Point annotation records:
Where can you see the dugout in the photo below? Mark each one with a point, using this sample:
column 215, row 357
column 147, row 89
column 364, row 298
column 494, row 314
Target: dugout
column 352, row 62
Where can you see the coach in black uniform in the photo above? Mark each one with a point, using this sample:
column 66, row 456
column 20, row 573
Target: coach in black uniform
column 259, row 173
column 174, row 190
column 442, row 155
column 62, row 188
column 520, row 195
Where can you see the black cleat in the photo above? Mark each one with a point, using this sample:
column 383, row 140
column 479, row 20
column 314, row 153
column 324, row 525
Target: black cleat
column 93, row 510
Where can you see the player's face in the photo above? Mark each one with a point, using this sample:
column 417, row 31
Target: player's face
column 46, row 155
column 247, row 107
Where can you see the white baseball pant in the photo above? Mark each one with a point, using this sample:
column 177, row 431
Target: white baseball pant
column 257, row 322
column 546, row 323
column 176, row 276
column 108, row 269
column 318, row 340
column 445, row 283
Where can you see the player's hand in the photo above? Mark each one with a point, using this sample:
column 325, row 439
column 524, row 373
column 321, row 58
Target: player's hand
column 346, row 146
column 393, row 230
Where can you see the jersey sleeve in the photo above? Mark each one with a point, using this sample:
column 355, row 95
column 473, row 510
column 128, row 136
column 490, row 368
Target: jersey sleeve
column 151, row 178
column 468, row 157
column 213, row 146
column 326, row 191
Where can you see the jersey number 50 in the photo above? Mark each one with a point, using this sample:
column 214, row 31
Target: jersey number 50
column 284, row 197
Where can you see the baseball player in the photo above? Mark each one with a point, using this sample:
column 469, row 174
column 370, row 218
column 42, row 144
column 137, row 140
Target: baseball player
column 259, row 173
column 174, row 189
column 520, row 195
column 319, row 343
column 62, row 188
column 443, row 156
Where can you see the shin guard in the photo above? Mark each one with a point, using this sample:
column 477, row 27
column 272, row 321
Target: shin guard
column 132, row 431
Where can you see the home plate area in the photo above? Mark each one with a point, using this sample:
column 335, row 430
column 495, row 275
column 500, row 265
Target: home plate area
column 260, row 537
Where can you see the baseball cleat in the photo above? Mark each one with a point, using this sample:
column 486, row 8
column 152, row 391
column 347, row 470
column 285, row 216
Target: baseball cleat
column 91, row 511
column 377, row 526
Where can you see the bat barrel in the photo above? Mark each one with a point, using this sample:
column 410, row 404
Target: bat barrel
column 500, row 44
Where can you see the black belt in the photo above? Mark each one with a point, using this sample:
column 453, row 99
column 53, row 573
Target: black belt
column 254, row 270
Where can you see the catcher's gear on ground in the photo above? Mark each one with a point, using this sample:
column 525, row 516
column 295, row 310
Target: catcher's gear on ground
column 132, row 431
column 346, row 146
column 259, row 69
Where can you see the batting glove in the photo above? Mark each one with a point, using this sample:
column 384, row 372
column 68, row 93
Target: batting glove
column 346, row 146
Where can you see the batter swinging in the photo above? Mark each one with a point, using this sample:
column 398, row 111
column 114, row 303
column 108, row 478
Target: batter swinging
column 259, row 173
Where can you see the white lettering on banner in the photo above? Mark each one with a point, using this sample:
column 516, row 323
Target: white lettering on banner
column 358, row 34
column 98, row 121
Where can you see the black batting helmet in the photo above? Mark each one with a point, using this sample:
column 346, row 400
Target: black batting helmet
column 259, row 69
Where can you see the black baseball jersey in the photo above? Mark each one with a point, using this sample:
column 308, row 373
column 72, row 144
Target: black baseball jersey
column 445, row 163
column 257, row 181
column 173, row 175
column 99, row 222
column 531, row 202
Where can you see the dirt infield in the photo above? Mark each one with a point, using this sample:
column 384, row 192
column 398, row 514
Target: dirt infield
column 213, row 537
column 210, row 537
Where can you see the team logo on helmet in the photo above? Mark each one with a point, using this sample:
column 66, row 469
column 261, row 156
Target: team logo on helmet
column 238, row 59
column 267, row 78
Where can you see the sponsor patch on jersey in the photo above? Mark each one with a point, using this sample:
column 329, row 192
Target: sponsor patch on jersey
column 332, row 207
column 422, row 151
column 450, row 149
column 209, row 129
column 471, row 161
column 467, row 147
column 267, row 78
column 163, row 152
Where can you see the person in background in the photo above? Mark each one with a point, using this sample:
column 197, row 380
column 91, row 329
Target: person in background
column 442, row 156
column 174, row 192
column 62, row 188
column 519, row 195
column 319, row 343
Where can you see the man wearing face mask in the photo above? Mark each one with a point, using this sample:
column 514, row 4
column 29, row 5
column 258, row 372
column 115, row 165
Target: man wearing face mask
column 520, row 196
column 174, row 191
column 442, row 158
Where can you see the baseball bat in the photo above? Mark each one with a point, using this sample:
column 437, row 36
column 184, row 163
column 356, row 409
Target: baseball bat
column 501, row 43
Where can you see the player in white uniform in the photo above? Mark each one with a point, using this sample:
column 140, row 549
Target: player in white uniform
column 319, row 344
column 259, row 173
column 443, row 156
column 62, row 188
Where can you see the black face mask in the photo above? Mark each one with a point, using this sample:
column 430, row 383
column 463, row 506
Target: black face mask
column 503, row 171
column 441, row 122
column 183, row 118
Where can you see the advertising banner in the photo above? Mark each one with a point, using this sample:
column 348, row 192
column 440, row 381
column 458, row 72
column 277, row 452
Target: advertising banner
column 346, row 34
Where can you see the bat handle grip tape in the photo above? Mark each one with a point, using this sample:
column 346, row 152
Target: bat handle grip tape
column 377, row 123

Exercise description
Return the line that contains "Where can you see the baseball bat" and all lines after it, verbatim, and nothing else.

Solution for this problem
Where can you see the baseball bat in the photo above? Mark each one with a point, using this sample:
column 437, row 36
column 184, row 163
column 356, row 409
Target: baseball bat
column 501, row 43
Where can you see the player in white uniform in the photo above? Mark each one with a point, using this sample:
column 140, row 549
Target: player in white uniform
column 319, row 344
column 259, row 173
column 443, row 156
column 62, row 188
Where can you see the black face mask in the photo above? Mark each one with a point, using this sample:
column 430, row 383
column 463, row 506
Target: black face mask
column 503, row 171
column 441, row 122
column 183, row 118
Where can you see the advertising banner in the photo above? Mark each one with a point, using this sample:
column 348, row 192
column 440, row 381
column 458, row 72
column 277, row 452
Target: advertising banner
column 346, row 34
Where can you see the bat handle grip tape in the photo above? Mark each one with a point, using this sample:
column 346, row 152
Target: bat handle grip tape
column 377, row 123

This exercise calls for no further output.